- **WHAT IS EXPECTED**
Add 63 to each coordinate in the answer points, then write out everything from the line containing "Could you point out the field" down to the end of the records, requests included, and nothing else.
┌──
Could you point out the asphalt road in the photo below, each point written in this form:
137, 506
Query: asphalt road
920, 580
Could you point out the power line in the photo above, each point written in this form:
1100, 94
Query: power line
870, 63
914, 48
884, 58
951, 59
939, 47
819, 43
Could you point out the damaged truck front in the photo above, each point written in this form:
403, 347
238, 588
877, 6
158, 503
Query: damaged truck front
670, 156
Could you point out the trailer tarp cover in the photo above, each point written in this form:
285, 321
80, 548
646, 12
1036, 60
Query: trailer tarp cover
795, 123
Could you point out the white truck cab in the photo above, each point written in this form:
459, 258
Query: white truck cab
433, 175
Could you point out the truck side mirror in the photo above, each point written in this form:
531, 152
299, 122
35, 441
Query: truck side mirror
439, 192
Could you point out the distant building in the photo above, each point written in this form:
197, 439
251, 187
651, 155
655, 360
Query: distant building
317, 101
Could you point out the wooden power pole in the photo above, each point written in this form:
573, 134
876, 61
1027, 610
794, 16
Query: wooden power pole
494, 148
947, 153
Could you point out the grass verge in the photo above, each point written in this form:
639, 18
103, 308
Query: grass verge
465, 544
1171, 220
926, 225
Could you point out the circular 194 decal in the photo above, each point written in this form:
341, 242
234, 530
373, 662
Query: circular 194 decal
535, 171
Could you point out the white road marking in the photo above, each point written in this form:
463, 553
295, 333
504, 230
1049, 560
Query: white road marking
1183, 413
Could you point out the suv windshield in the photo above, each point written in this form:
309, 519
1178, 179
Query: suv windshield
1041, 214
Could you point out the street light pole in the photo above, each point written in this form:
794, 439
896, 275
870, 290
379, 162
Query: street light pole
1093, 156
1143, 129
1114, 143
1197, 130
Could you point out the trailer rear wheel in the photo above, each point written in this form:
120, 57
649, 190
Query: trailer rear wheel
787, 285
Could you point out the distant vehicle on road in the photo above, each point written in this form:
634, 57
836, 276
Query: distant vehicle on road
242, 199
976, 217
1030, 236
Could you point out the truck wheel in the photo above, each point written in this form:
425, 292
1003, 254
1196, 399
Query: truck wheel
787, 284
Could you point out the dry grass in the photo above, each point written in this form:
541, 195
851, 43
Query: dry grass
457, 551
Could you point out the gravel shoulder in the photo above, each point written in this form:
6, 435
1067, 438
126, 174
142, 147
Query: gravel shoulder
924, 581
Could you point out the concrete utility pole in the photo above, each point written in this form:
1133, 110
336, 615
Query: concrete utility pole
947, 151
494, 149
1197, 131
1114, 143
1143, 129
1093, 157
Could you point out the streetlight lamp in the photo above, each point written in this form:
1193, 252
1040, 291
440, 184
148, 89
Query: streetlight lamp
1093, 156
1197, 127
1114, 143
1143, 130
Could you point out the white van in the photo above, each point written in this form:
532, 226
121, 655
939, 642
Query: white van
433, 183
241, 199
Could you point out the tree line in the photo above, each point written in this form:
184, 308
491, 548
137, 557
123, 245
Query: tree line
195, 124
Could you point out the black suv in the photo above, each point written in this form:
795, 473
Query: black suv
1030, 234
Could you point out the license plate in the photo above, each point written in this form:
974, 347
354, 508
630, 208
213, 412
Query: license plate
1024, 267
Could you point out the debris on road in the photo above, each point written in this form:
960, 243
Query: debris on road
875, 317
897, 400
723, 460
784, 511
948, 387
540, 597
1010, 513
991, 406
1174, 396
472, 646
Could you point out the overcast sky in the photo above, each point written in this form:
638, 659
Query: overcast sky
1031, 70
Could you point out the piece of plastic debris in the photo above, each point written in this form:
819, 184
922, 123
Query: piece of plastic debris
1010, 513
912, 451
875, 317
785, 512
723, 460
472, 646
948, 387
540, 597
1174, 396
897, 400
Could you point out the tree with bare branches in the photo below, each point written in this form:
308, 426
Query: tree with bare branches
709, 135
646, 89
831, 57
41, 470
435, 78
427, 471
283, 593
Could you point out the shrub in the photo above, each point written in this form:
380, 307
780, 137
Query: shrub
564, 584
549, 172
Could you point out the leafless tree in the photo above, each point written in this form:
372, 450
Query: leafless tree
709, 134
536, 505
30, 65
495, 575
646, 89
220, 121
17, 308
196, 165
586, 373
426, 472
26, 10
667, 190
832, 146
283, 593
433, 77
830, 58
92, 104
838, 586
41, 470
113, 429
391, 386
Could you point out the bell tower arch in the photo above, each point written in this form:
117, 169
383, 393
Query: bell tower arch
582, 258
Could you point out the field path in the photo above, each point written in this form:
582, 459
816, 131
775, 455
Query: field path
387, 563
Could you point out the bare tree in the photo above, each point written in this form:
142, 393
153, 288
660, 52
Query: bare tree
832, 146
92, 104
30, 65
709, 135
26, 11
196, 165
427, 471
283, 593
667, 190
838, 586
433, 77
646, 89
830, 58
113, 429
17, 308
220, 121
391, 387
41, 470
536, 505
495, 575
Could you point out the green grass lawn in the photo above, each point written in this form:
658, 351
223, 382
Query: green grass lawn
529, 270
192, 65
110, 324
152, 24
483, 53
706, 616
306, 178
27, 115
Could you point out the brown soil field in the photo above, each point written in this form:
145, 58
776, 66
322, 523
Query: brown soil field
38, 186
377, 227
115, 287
└──
- **REPLY**
Could you point out the field path in the photo above, each point written in this form:
582, 459
816, 131
775, 455
Query: field path
450, 626
Could you point out the bare tree in the photo above, each point written in this form:
142, 393
153, 288
660, 52
Query: bare tree
895, 209
155, 167
93, 128
772, 198
89, 74
259, 228
490, 534
346, 656
730, 253
901, 649
496, 140
709, 152
893, 121
176, 492
80, 371
283, 184
454, 450
104, 533
599, 568
558, 638
Could you point out the green grass lawn in the photo above, each point written in this form:
658, 351
223, 382
Query: green grass lawn
592, 333
255, 128
173, 387
215, 87
546, 116
769, 679
369, 241
90, 178
Could you point out the brown soil field in the photo above, each point written in this form:
145, 58
776, 66
322, 523
Query: brown soil field
101, 249
440, 290
178, 350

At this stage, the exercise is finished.